Source text:
We’ve shown that Whitman’s actions were neither voluntary nor involuntary, so what about not voluntary, Aristotle’s third categorization? Whitman’s actions weren’t ‘not voluntary,’ this is evidenced by the notes that he left “by the bodies of his wife and his mother, proclaiming love and puzzlement at his actions,” showing that he both understood the consequences of his actions (the puzzlement he expresses) and expressed remorse (his reassurance that he indeed loved both women) (Sapolsky 33). This elaboration displays how Whitman’s actions are unique, not fitting neatly into any of Aristotle’s categories.

As a rebuttal to my argument, Aristotle may conclude the tumor was, though internal to Whitman’s body, external to the rational soul or deliberative process, acting like a parasite that controls the host’s mind, making his actions involuntary. This defense would, in turn, narrow the definition of within and internal to those internal processes that are naturally part of and not willingly harmful to the agent’s rational faculties. A redefinition of voluntary, deliberation and choice would then follow from the new definition of what would constitute internality. Aristotle may narrow the definition of choice to action that proceeds from an undiseased, or otherwise unimpaired, deliberative process and rational principle without being of ignorance. These precise definitions would ameliorate similar issues of the same class (biological processes which people have no control over) that could be raised concerning classes of action.

Dataset:
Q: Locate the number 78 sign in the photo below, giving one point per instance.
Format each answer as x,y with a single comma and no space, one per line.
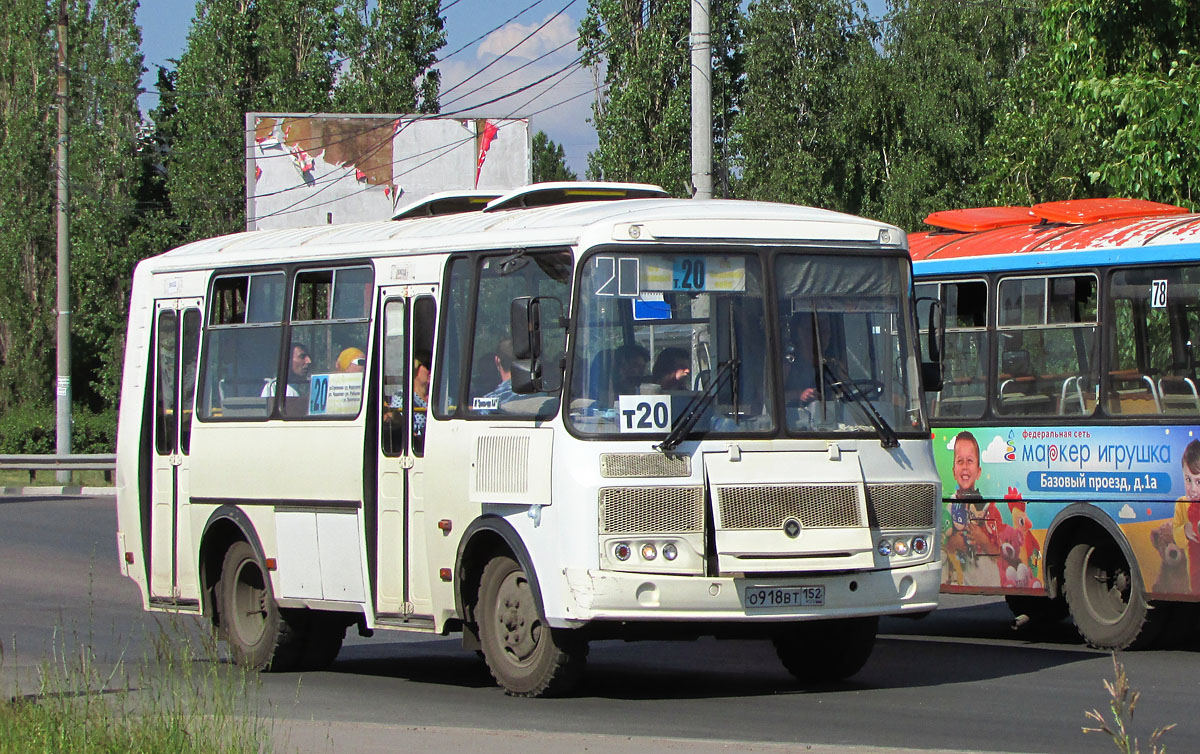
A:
645,413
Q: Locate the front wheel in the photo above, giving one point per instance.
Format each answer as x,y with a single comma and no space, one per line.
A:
526,656
827,651
1105,598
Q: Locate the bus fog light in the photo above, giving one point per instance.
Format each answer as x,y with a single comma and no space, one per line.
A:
919,545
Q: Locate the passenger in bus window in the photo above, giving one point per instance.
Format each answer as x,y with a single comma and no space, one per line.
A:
801,364
421,361
352,360
1187,513
966,466
502,393
672,369
298,375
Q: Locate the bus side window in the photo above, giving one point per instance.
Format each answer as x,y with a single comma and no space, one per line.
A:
244,335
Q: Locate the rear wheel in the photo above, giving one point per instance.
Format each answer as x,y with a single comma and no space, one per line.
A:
526,656
259,634
1107,598
827,651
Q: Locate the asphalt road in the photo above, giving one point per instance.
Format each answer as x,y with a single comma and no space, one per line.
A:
959,680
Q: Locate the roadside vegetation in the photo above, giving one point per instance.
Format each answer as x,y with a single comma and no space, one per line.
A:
1119,724
185,699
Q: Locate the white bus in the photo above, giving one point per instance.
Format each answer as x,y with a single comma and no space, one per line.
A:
646,418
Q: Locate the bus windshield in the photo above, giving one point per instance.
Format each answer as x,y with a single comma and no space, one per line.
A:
655,331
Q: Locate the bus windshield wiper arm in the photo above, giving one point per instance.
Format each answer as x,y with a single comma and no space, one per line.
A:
843,384
696,407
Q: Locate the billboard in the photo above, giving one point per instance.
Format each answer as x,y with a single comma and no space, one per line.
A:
317,168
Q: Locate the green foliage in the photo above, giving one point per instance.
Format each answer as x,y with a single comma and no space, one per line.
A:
29,428
1107,107
642,119
549,160
390,54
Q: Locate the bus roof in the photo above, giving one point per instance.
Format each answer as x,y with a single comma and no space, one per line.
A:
1077,232
665,220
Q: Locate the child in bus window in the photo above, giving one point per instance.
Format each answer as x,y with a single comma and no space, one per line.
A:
1187,512
966,466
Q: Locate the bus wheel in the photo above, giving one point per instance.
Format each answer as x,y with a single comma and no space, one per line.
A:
1041,609
259,635
1107,600
827,651
526,656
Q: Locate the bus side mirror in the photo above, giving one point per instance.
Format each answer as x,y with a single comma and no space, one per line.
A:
935,334
534,348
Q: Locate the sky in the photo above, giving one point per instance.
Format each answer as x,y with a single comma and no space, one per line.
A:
486,30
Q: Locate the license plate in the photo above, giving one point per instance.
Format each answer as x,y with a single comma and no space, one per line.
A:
785,597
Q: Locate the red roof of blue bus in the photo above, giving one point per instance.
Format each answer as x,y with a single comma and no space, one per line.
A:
1055,226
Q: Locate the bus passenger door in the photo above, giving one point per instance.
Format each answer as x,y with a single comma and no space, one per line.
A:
174,358
402,560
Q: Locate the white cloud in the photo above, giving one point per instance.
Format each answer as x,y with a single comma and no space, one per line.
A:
995,452
557,31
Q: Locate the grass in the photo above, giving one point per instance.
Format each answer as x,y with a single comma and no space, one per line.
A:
17,478
1122,702
185,699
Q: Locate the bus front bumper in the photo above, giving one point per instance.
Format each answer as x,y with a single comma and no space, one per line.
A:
615,596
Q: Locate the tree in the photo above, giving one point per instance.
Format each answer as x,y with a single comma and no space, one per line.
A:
27,226
549,160
1107,106
389,55
243,55
642,117
798,57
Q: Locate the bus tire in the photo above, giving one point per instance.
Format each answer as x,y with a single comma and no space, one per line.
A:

Task requirements:
A – Answer these questions from the passage on Whitman and Aristotle, one answer per line:
(i) By whose bodies did Whitman leave notes?
(ii) What does the puzzlement in those notes show Whitman understood?
(iii) To what does the possible rebuttal compare the tumor's effect on Whitman's mind?
B – Return, word for word, the part of the passage on Whitman and Aristotle between "We’ve shown that" and "of Aristotle’s categories.", inclusive.

Responses per task:
A –
(i) By the bodies of his wife and his mother.
(ii) The consequences of his actions.
(iii) A parasite that controls the host's mind.

B –
We’ve shown that Whitman’s actions were neither voluntary nor involuntary, so what about not voluntary, Aristotle’s third categorization? Whitman’s actions weren’t ‘not voluntary,’ this is evidenced by the notes that he left “by the bodies of his wife and his mother, proclaiming love and puzzlement at his actions,” showing that he both understood the consequences of his actions (the puzzlement he expresses) and expressed remorse (his reassurance that he indeed loved both women) (Sapolsky 33). This elaboration displays how Whitman’s actions are unique, not fitting neatly into any of Aristotle’s categories.